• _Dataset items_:
---

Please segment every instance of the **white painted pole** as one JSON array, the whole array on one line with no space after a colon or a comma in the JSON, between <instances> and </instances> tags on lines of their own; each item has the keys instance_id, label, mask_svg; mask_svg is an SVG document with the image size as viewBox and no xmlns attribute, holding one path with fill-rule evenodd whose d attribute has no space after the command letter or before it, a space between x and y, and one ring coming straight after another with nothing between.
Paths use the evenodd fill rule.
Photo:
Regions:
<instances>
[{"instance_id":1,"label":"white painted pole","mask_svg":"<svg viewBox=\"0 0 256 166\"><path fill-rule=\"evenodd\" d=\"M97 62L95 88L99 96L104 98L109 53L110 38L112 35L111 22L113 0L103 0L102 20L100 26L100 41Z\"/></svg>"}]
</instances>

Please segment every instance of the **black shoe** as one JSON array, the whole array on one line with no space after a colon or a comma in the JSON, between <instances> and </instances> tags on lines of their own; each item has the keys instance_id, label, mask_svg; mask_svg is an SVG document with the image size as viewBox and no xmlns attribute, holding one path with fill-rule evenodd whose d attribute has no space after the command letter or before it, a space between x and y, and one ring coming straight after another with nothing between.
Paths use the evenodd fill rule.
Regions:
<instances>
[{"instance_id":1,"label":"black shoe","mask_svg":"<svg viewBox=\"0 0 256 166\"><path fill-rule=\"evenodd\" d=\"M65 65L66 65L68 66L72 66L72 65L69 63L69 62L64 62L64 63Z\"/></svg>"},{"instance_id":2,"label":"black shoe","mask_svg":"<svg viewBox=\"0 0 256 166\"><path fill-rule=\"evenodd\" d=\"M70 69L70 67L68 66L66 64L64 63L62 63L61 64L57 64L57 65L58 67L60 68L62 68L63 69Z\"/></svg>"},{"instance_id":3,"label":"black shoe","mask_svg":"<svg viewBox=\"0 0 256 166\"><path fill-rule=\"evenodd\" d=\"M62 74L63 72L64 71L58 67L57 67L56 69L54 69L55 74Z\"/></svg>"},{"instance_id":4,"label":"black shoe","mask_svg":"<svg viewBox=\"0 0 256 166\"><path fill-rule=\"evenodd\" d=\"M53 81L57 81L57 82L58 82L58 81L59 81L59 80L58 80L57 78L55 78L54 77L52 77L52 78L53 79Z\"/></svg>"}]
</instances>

---

• _EXERCISE_: Print every line of the material above without any changes.

• _EXERCISE SOLUTION_:
Please segment every instance of the **white painted pole** as one JSON array, the whole array on one line with no space after a colon or a comma in the JSON, between <instances> and </instances> tags on lines of their own; each item has the keys instance_id, label, mask_svg; mask_svg is an SVG document with the image size as viewBox and no xmlns attribute, holding one path with fill-rule evenodd whose d attribute has no space after the command letter or before it, a space between x and y, and one ring coming straight after another with nothing between.
Paths use the evenodd fill rule.
Photo:
Regions:
<instances>
[{"instance_id":1,"label":"white painted pole","mask_svg":"<svg viewBox=\"0 0 256 166\"><path fill-rule=\"evenodd\" d=\"M97 62L95 88L99 96L104 98L109 53L110 38L112 35L111 22L113 0L103 0L102 20L100 26L100 41Z\"/></svg>"}]
</instances>

Please segment every instance of the **black shoe** as one JSON array, the whole array on one line with no space after a colon or a comma in the JSON, between <instances> and </instances> tags on lines of their own; each item has the keys instance_id, label, mask_svg; mask_svg is an SVG document with the image size as viewBox and no xmlns attribute, holding one path with fill-rule evenodd whose d attribute has no space after the command letter or before it, a space between x and y, and one ring coming straight after another with nothing between.
Paths use the evenodd fill rule.
Regions:
<instances>
[{"instance_id":1,"label":"black shoe","mask_svg":"<svg viewBox=\"0 0 256 166\"><path fill-rule=\"evenodd\" d=\"M65 65L66 65L68 66L72 66L72 65L69 63L69 62L64 62L64 63Z\"/></svg>"},{"instance_id":2,"label":"black shoe","mask_svg":"<svg viewBox=\"0 0 256 166\"><path fill-rule=\"evenodd\" d=\"M70 69L70 67L68 66L66 64L64 63L62 63L61 64L57 64L57 65L58 67L60 68L62 68L63 69Z\"/></svg>"},{"instance_id":3,"label":"black shoe","mask_svg":"<svg viewBox=\"0 0 256 166\"><path fill-rule=\"evenodd\" d=\"M62 74L63 72L64 71L58 67L57 67L56 69L54 69L55 74Z\"/></svg>"},{"instance_id":4,"label":"black shoe","mask_svg":"<svg viewBox=\"0 0 256 166\"><path fill-rule=\"evenodd\" d=\"M53 81L57 81L57 82L58 82L58 81L59 81L59 80L58 80L57 78L55 78L54 77L52 77L52 78L53 79Z\"/></svg>"}]
</instances>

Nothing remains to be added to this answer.